• **REQUIRED ACTION**
Retrieve all lines below that have the string "pixels".

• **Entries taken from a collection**
:::

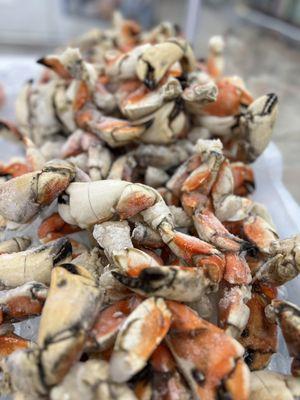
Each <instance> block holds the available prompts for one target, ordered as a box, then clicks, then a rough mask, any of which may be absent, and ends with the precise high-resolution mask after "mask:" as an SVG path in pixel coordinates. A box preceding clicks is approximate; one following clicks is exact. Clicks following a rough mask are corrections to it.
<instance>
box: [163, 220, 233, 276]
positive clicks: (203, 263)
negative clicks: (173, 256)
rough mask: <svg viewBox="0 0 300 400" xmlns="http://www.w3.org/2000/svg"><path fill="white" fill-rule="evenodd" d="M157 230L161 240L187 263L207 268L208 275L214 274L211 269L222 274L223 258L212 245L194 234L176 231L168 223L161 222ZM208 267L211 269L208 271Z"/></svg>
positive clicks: (206, 268) (222, 256)
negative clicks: (192, 235)
mask: <svg viewBox="0 0 300 400" xmlns="http://www.w3.org/2000/svg"><path fill="white" fill-rule="evenodd" d="M159 232H160V234H161V237H162V239H163V241H164V242H165V243H166V244H167V245H168V246H169V247H170V249H171V250H172V251H173V253H174V254H175V255H176V256H177V257H179V258H181V259H183V260H185V261H186V262H187V263H188V264H194V265H197V266H201V267H203V268H205V269H207V272H208V274H209V275H210V274H211V275H212V276H214V275H215V273H213V271H215V270H218V271H219V273H218V274H217V275H218V277H220V276H221V275H222V276H223V271H224V267H225V264H224V258H223V256H222V254H221V253H220V252H219V251H218V250H217V249H216V248H215V247H214V246H212V245H211V244H209V243H206V242H203V241H202V240H200V239H198V238H196V237H194V236H190V235H187V234H184V233H181V232H177V231H175V230H174V229H171V228H170V226H169V225H168V224H163V223H162V224H161V225H160V226H159ZM210 268H211V271H209V270H210ZM215 272H216V271H215Z"/></svg>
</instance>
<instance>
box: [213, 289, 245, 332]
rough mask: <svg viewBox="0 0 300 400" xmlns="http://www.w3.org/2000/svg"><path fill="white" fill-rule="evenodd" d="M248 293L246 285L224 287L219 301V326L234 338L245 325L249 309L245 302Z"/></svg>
mask: <svg viewBox="0 0 300 400" xmlns="http://www.w3.org/2000/svg"><path fill="white" fill-rule="evenodd" d="M250 293H251V291H250V289H249V288H248V287H247V286H241V287H239V286H233V287H229V288H225V289H224V293H223V295H222V298H221V300H220V302H219V321H220V326H221V327H222V328H224V329H226V333H228V334H229V335H230V336H232V337H234V338H238V337H239V336H240V334H241V333H242V332H243V330H244V329H245V327H246V325H247V322H248V319H249V314H250V310H249V308H248V307H247V305H246V304H245V302H247V300H249V294H250ZM250 296H251V294H250Z"/></svg>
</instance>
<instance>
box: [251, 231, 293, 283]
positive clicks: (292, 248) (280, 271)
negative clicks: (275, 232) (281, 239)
mask: <svg viewBox="0 0 300 400" xmlns="http://www.w3.org/2000/svg"><path fill="white" fill-rule="evenodd" d="M268 254H269V257H268V259H267V260H266V261H265V263H264V264H263V265H262V266H261V267H260V268H259V270H258V271H257V272H256V274H255V276H254V278H253V281H257V280H258V281H260V282H263V283H266V284H269V285H274V286H280V285H283V284H285V283H286V282H288V281H290V280H291V279H294V278H295V277H296V276H298V275H299V272H300V236H299V235H296V236H293V237H291V238H289V239H283V240H273V241H272V242H271V243H270V245H269V248H268Z"/></svg>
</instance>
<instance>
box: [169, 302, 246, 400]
mask: <svg viewBox="0 0 300 400" xmlns="http://www.w3.org/2000/svg"><path fill="white" fill-rule="evenodd" d="M167 305H168V308H169V309H170V310H171V312H172V324H171V328H170V330H169V333H168V336H167V344H168V347H169V348H170V350H171V352H172V354H173V356H174V358H175V360H176V362H177V364H178V366H179V368H180V370H181V372H182V373H183V375H184V377H185V379H186V380H187V382H188V384H189V386H190V388H191V389H192V392H193V395H194V398H195V399H199V400H200V399H201V400H214V399H216V398H217V397H218V395H219V396H220V397H222V395H223V396H224V397H225V396H228V397H230V398H232V399H236V400H247V399H248V394H249V372H248V369H247V367H246V365H245V364H244V363H243V361H242V356H243V348H242V346H241V345H240V344H239V343H238V342H236V341H235V340H234V339H232V338H231V337H229V336H228V335H226V334H225V333H224V331H222V330H221V329H220V328H217V327H216V326H215V325H213V324H211V323H209V322H207V321H205V320H202V319H201V318H200V317H198V315H197V314H196V313H195V312H194V311H193V310H191V309H190V308H189V307H187V306H185V305H183V304H180V303H175V302H172V301H168V302H167Z"/></svg>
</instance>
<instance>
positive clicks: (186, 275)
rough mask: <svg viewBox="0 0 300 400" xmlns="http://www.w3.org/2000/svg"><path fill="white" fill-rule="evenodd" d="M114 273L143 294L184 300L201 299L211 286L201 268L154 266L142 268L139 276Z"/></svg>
mask: <svg viewBox="0 0 300 400" xmlns="http://www.w3.org/2000/svg"><path fill="white" fill-rule="evenodd" d="M112 275H113V276H114V277H115V278H116V279H117V280H118V281H119V282H121V283H122V284H123V285H125V286H127V287H129V288H130V289H132V290H133V291H134V292H136V293H139V294H141V295H143V296H161V297H163V298H165V299H170V300H177V301H183V302H192V301H196V300H199V299H200V298H201V296H202V295H203V293H205V291H209V287H210V286H211V282H210V280H209V279H208V278H207V277H205V274H204V271H203V270H202V269H201V268H189V267H181V266H173V265H171V266H153V267H150V268H144V269H142V270H141V272H140V274H139V275H138V276H137V277H130V276H126V275H123V274H120V273H119V272H117V271H112Z"/></svg>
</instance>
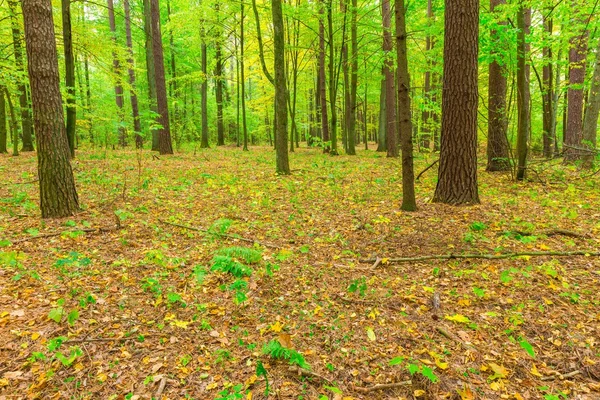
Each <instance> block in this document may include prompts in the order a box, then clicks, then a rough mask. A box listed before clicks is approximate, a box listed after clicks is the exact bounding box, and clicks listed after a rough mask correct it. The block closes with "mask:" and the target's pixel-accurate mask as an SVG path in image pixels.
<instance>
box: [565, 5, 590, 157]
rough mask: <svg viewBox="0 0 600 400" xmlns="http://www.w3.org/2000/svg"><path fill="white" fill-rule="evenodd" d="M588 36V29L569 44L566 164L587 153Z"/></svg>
mask: <svg viewBox="0 0 600 400" xmlns="http://www.w3.org/2000/svg"><path fill="white" fill-rule="evenodd" d="M571 4H572V9H573V10H578V9H579V8H581V7H582V4H579V2H578V1H575V0H574V1H572V2H571ZM576 12H577V11H576ZM578 23H580V24H583V23H584V22H583V21H578ZM588 36H589V32H588V31H587V29H586V30H585V31H578V32H577V33H576V34H575V35H574V36H573V37H572V38H571V40H570V42H569V44H570V46H569V49H570V50H569V89H568V91H567V96H568V106H567V107H568V108H567V131H566V135H565V149H564V153H565V159H564V160H565V162H566V163H570V162H574V161H578V160H581V159H582V157H583V155H584V153H585V152H584V151H582V150H581V148H582V140H583V103H584V91H583V86H584V82H585V67H586V58H587V41H588Z"/></svg>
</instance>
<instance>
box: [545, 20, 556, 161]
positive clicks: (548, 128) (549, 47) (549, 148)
mask: <svg viewBox="0 0 600 400" xmlns="http://www.w3.org/2000/svg"><path fill="white" fill-rule="evenodd" d="M544 29H545V30H546V35H547V39H546V40H549V38H551V37H552V18H545V19H544ZM542 52H543V60H544V66H543V70H542V86H543V90H542V100H543V108H544V118H543V128H544V136H543V146H544V157H545V158H548V159H550V158H552V156H553V150H554V143H553V142H554V133H553V127H552V124H553V121H554V117H553V110H554V105H553V97H554V96H553V94H554V82H553V76H554V74H553V71H552V47H551V46H548V47H544V49H543V51H542Z"/></svg>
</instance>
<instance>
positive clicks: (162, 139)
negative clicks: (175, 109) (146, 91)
mask: <svg viewBox="0 0 600 400" xmlns="http://www.w3.org/2000/svg"><path fill="white" fill-rule="evenodd" d="M150 14H151V17H152V53H153V56H154V78H155V84H156V106H157V110H158V115H159V117H158V118H159V120H158V122H159V123H160V125H161V128H160V129H159V131H158V151H159V153H160V154H173V145H172V144H171V127H170V124H169V105H168V103H167V87H166V83H165V61H164V54H163V47H162V37H161V33H160V8H159V3H158V0H150Z"/></svg>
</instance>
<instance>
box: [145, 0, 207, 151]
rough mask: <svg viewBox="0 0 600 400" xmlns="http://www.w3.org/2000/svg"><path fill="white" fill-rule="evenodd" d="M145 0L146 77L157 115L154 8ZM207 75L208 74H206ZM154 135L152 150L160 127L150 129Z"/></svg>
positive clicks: (157, 141)
mask: <svg viewBox="0 0 600 400" xmlns="http://www.w3.org/2000/svg"><path fill="white" fill-rule="evenodd" d="M143 1H144V34H145V48H146V79H147V80H148V103H149V106H150V111H152V112H153V113H154V114H155V115H158V108H157V105H156V77H155V74H154V50H153V49H152V47H153V45H154V44H153V41H152V10H151V6H150V0H143ZM205 76H206V75H205ZM153 119H154V121H153V122H158V121H157V119H156V118H153ZM150 132H151V135H152V151H158V135H159V131H158V129H154V128H152V129H150Z"/></svg>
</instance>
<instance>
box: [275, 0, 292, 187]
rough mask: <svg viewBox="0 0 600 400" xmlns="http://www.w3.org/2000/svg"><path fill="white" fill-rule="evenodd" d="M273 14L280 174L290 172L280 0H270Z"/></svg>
mask: <svg viewBox="0 0 600 400" xmlns="http://www.w3.org/2000/svg"><path fill="white" fill-rule="evenodd" d="M271 12H272V15H273V47H274V53H275V59H274V71H275V116H276V118H275V135H276V143H275V154H276V171H277V173H278V174H281V175H289V174H290V165H289V160H288V150H287V107H286V101H287V93H286V92H287V85H286V81H285V41H284V40H285V39H284V31H283V10H282V7H281V0H271Z"/></svg>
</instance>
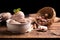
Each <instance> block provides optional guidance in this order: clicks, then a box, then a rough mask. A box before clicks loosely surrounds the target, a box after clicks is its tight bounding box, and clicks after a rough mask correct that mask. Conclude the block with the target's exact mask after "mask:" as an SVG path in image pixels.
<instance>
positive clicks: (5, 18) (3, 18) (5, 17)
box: [0, 12, 12, 22]
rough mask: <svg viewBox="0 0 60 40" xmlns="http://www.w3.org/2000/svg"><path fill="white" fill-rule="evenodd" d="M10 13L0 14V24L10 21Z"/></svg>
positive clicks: (3, 12) (6, 12) (10, 13)
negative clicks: (7, 19)
mask: <svg viewBox="0 0 60 40" xmlns="http://www.w3.org/2000/svg"><path fill="white" fill-rule="evenodd" d="M11 16H12V15H11V13H10V12H3V13H1V14H0V22H2V21H4V20H7V19H10V18H11Z"/></svg>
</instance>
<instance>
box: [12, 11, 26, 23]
mask: <svg viewBox="0 0 60 40" xmlns="http://www.w3.org/2000/svg"><path fill="white" fill-rule="evenodd" d="M11 19H13V20H15V21H17V22H20V23H24V22H26V19H25V15H24V13H23V12H22V11H18V12H17V13H15V14H14V15H13V16H12V17H11Z"/></svg>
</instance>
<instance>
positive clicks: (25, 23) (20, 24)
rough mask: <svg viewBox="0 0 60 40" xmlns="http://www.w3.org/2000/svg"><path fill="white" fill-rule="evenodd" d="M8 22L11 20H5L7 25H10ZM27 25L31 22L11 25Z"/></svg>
mask: <svg viewBox="0 0 60 40" xmlns="http://www.w3.org/2000/svg"><path fill="white" fill-rule="evenodd" d="M10 20H11V19H8V20H6V22H7V24H11V23H9V21H10ZM29 23H31V22H30V21H29V20H28V21H27V22H25V23H21V24H13V25H25V24H29Z"/></svg>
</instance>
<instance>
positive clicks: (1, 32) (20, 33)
mask: <svg viewBox="0 0 60 40" xmlns="http://www.w3.org/2000/svg"><path fill="white" fill-rule="evenodd" d="M23 34H24V33H12V32H10V31H7V30H5V31H0V35H23Z"/></svg>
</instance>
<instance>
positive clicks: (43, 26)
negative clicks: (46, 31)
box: [38, 26, 48, 31]
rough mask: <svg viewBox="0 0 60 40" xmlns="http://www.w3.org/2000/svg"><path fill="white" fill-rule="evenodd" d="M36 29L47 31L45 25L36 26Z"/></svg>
mask: <svg viewBox="0 0 60 40" xmlns="http://www.w3.org/2000/svg"><path fill="white" fill-rule="evenodd" d="M38 30H41V31H47V30H48V28H47V27H46V26H38Z"/></svg>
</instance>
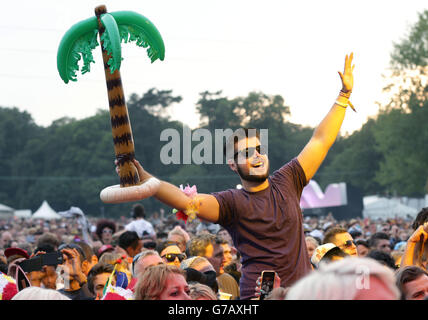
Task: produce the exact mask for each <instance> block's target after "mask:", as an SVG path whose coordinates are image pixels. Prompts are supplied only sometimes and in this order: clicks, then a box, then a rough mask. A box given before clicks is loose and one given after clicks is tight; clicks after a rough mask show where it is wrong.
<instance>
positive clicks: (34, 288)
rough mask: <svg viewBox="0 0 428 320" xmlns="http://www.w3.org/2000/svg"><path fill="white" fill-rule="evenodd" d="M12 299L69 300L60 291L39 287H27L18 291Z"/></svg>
mask: <svg viewBox="0 0 428 320" xmlns="http://www.w3.org/2000/svg"><path fill="white" fill-rule="evenodd" d="M12 300H71V299H70V298H69V297H66V296H65V295H63V294H62V293H60V292H58V291H56V290H53V289H45V288H40V287H28V288H25V289H23V290H21V291H19V292H18V293H17V294H16V295H14V296H13V298H12Z"/></svg>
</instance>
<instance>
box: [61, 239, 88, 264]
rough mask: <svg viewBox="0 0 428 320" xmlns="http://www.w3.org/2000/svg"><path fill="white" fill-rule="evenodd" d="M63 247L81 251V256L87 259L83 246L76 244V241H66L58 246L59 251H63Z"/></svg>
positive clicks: (81, 256)
mask: <svg viewBox="0 0 428 320" xmlns="http://www.w3.org/2000/svg"><path fill="white" fill-rule="evenodd" d="M63 249H76V250H77V252H79V254H80V255H81V257H82V258H83V259H84V260H86V255H85V253H84V252H83V250H82V248H81V247H80V246H79V245H77V244H74V243H65V244H62V245H60V246H59V247H58V251H62V250H63Z"/></svg>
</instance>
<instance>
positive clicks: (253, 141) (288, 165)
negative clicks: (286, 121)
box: [115, 53, 355, 299]
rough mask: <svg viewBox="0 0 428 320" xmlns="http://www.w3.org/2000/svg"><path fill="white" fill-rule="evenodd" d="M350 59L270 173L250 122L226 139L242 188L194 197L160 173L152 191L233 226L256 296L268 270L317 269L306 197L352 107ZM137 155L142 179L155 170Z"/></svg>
mask: <svg viewBox="0 0 428 320" xmlns="http://www.w3.org/2000/svg"><path fill="white" fill-rule="evenodd" d="M352 60H353V54H352V53H351V54H350V56H348V55H346V57H345V67H344V71H343V73H342V72H339V76H340V79H341V81H342V89H341V91H340V93H339V95H338V96H337V98H336V100H335V102H334V104H333V106H332V107H331V109H330V110H329V112H328V114H327V115H326V116H325V117H324V119H323V120H322V121H321V123H320V124H319V126H318V127H317V128H316V129H315V131H314V134H313V136H312V138H311V139H310V140H309V142H308V143H307V145H306V146H305V147H304V148H303V150H302V151H301V152H300V154H299V155H298V156H297V157H296V158H294V159H292V160H291V161H289V162H288V163H285V164H284V165H283V166H282V167H281V168H280V169H278V170H276V171H275V172H274V173H273V174H272V175H271V176H270V175H269V158H268V156H267V153H266V150H265V147H266V146H263V145H262V143H261V137H260V135H258V134H257V133H255V132H254V130H251V129H238V130H236V131H235V133H234V134H233V135H232V136H231V137H230V139H228V141H227V143H226V148H225V153H226V159H227V163H228V166H229V168H230V169H231V170H232V171H234V172H235V173H237V174H238V175H239V178H240V180H241V185H242V188H241V189H230V190H226V191H222V192H216V193H212V194H197V195H196V196H193V197H190V196H187V195H186V194H185V193H184V192H183V191H182V190H180V189H179V188H178V187H176V186H174V185H172V184H170V183H168V182H166V181H160V186H159V189H158V190H157V192H156V193H155V194H154V197H155V198H156V199H158V200H159V201H161V202H162V203H164V204H166V205H168V206H171V207H173V208H175V209H177V210H179V211H183V212H192V213H195V212H196V215H197V217H198V218H200V219H203V220H206V221H208V222H212V223H216V224H219V225H221V226H222V227H224V228H225V229H226V230H227V231H228V232H229V234H230V235H231V237H232V239H233V242H234V245H235V247H236V248H237V250H238V251H239V252H240V254H241V257H242V268H241V273H242V276H241V278H240V296H241V299H251V298H253V297H254V296H255V284H256V281H257V278H258V277H259V276H260V274H261V272H262V271H263V270H266V269H268V270H274V271H275V272H277V273H278V274H279V276H280V278H281V286H282V287H288V286H290V285H291V284H292V283H294V282H295V281H297V280H299V279H300V278H302V277H303V276H305V275H306V274H307V273H309V272H310V271H311V266H310V262H309V258H308V254H307V249H306V244H305V234H304V229H303V221H302V212H301V209H300V197H301V194H302V191H303V188H304V187H305V186H306V184H307V183H308V182H309V180H310V179H311V178H312V177H313V176H314V175H315V173H316V172H317V170H318V168H319V166H320V165H321V164H322V162H323V161H324V158H325V157H326V155H327V152H328V151H329V149H330V147H331V146H332V145H333V143H334V141H335V140H336V137H337V135H338V133H339V130H340V127H341V125H342V122H343V119H344V117H345V112H346V109H347V107H348V106H351V108H353V107H352V104H351V103H350V101H349V98H350V95H351V92H352V89H353V69H354V66H353V65H352ZM314 61H315V56H314ZM307 79H308V82H307V84H308V94H307V95H306V96H304V97H302V99H307V104H308V108H311V107H314V106H315V105H316V97H311V90H310V89H311V85H316V83H312V82H311V80H312V79H311V77H310V75H308V77H307ZM310 97H311V98H310ZM316 107H318V106H316ZM308 111H309V109H308ZM354 111H355V110H354ZM284 138H286V137H284ZM115 163H116V165H117V167H116V171H117V172H118V173H120V170H121V165H119V164H118V161H117V160H116V161H115ZM133 163H134V164H135V166H136V167H137V170H138V173H139V176H140V182H142V183H144V182H145V181H147V180H148V179H150V178H153V176H152V175H151V174H149V173H148V172H147V171H145V170H144V169H143V167H142V166H141V165H140V163H139V162H138V161H137V160H136V159H133Z"/></svg>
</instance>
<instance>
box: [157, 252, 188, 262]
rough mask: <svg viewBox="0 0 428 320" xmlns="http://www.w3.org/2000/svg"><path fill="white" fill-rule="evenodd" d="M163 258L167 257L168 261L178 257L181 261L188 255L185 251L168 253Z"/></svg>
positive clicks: (183, 259) (174, 259) (185, 258)
mask: <svg viewBox="0 0 428 320" xmlns="http://www.w3.org/2000/svg"><path fill="white" fill-rule="evenodd" d="M162 258H165V259H166V260H167V261H168V262H174V261H175V259H176V258H178V261H180V262H181V261H183V260H184V259H186V255H185V254H184V253H167V254H165V255H163V256H162Z"/></svg>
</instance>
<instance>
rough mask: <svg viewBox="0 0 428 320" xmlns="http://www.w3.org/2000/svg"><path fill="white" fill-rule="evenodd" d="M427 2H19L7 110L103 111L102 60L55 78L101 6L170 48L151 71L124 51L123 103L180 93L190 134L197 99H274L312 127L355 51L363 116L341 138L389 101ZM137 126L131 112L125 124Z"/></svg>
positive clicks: (195, 114) (13, 10) (319, 118)
mask: <svg viewBox="0 0 428 320" xmlns="http://www.w3.org/2000/svg"><path fill="white" fill-rule="evenodd" d="M425 3H426V2H424V1H420V0H407V1H391V0H389V1H384V0H377V1H353V2H351V1H336V0H334V1H330V0H329V1H317V0H306V1H304V0H301V1H285V0H283V1H273V0H264V1H250V0H245V1H241V0H239V1H238V0H227V1H224V0H217V1H203V0H195V1H194V0H171V1H170V0H157V1H141V0H139V1H131V0H120V1H117V0H116V1H113V0H104V1H100V0H98V1H93V0H74V1H58V0H56V1H48V0H46V1H41V0H33V1H30V0H21V1H8V2H3V3H2V7H1V10H0V39H1V43H2V44H1V45H0V61H1V62H2V63H1V70H0V88H1V94H0V106H2V107H17V108H18V109H20V110H22V111H23V110H26V111H28V112H29V113H30V114H31V115H32V116H33V118H34V120H35V121H36V123H37V124H39V125H43V126H48V125H50V124H51V122H52V121H53V120H56V119H58V118H61V117H64V116H68V117H73V118H76V119H82V118H85V117H89V116H92V115H94V114H95V113H96V110H97V109H105V110H108V100H107V89H106V84H105V77H104V70H103V63H102V57H101V50H100V48H99V47H97V48H96V49H95V50H94V53H93V54H94V58H95V64H92V66H91V72H90V73H87V74H84V75H82V74H81V73H80V72H79V73H78V74H77V82H69V83H68V84H65V83H64V82H63V81H62V80H61V78H60V76H59V74H58V71H57V68H56V55H57V49H58V45H59V43H60V41H61V38H62V36H63V35H64V34H65V32H66V31H67V30H68V29H69V28H70V27H71V26H72V25H73V24H75V23H77V22H79V21H82V20H84V19H87V18H89V17H91V16H93V15H94V8H95V7H96V6H98V5H100V4H105V5H106V6H107V10H108V11H109V12H113V11H122V10H131V11H135V12H138V13H140V14H142V15H144V16H145V17H147V18H148V19H149V20H151V21H152V22H153V23H154V25H155V26H156V27H157V29H158V30H159V32H160V33H161V35H162V38H163V40H164V43H165V60H164V61H156V62H155V63H153V64H150V61H149V58H148V57H147V53H146V50H145V49H143V48H140V47H137V46H136V45H135V44H133V43H132V44H123V45H122V56H123V58H124V60H123V61H122V66H121V75H122V82H123V85H124V90H125V95H126V96H127V97H128V96H129V95H130V94H131V93H137V94H138V95H142V94H143V93H144V92H146V91H147V90H148V89H149V88H152V87H155V88H157V89H160V90H169V89H172V90H173V94H174V95H181V96H182V97H183V101H182V102H181V103H180V104H176V105H174V107H173V108H172V110H171V111H172V112H171V116H172V119H175V120H179V121H182V122H184V123H186V124H187V125H189V126H190V127H192V128H194V127H196V126H197V125H198V123H199V117H198V115H197V114H196V111H195V104H196V102H197V100H198V98H199V93H200V92H202V91H205V90H209V91H211V92H214V91H217V90H223V94H224V96H227V97H229V98H235V97H237V96H246V95H247V94H248V93H249V92H251V91H261V92H263V93H266V94H271V95H274V94H279V95H282V96H283V97H284V99H285V103H286V105H288V106H290V110H291V119H290V120H291V121H292V122H294V123H300V124H303V125H310V126H316V125H317V124H318V123H319V122H320V121H321V119H322V118H323V117H324V115H325V114H326V113H327V112H328V110H329V109H330V107H331V105H332V104H333V102H334V100H335V98H336V96H337V93H338V92H339V90H340V88H341V83H340V78H339V76H338V73H337V71H339V70H340V71H342V69H343V62H344V58H345V55H346V54H347V53H349V52H351V51H353V52H354V63H355V65H356V67H355V71H354V90H353V94H352V98H351V101H352V102H353V104H354V106H355V107H356V108H357V111H358V113H354V112H353V111H352V110H348V111H347V115H346V118H345V121H344V123H343V126H342V133H345V132H352V131H353V130H356V129H359V128H360V127H361V125H362V124H363V123H364V122H365V121H366V120H367V117H368V116H372V115H374V114H376V113H377V111H378V107H377V105H376V104H375V101H382V99H384V98H385V96H384V95H383V94H382V88H383V87H384V86H385V84H386V82H385V80H384V79H383V78H382V74H386V73H387V72H388V68H389V62H390V53H391V51H392V48H393V42H399V41H400V40H401V39H402V38H403V37H405V35H406V34H407V33H408V31H409V28H410V26H411V25H413V24H414V23H415V22H416V21H417V17H418V16H417V13H418V12H422V11H423V10H424V9H427V6H426V5H424V4H425ZM130 117H131V123H132V114H130Z"/></svg>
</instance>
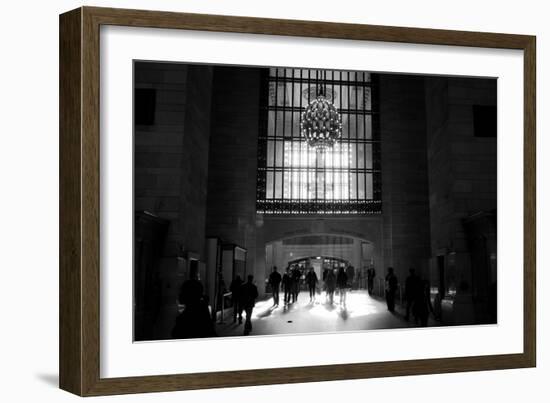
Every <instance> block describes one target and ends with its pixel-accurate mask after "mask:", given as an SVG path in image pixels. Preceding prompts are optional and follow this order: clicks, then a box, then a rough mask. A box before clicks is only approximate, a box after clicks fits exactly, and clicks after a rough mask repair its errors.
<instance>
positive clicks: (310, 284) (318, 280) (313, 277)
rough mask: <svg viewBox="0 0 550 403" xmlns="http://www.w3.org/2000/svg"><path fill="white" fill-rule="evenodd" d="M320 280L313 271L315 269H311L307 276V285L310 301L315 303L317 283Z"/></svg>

:::

• **EXERCISE OUTPUT**
Each <instance> block in this document may include prompts in the order a box, then clicks, then a rough mask. A box listed before clicks is approximate, a box listed after clicks is the exact bounding box, and clicks listed after a rough mask correct it. The block closes with "mask:" and the target's pixel-accurate mask as an SVG path in image pixels.
Each <instance> block provides optional guidance in this order: clicks, then a box, then a rough mask. A box before clicks loosely surrounds the target, a box after clicks is its tight bounding box, and clicks after a rough mask correct that mask. Conclude the block with the target's exact mask after "mask:" as an SVG path in image pixels.
Task: produce the exact mask for each <instance> block's target after "mask:", as an SVG path whose coordinates are image pixels. Prompts are supplied only sometimes and in this order: clicks, then a box, then a rough mask. A box given before clicks is loose and one given after clicks is tight; clicks after a rough mask show where it is wrong.
Every <instance> block describes one target and ends with its pixel-accurate mask after "mask:", given as an SVG path in image pixels. Preceding prompts are optional and follow this order: clicks, then a box, then a rough mask. A box before clicks is only approximate, a box after clicks fits exactly, and clicks after a rough mask repair its errors.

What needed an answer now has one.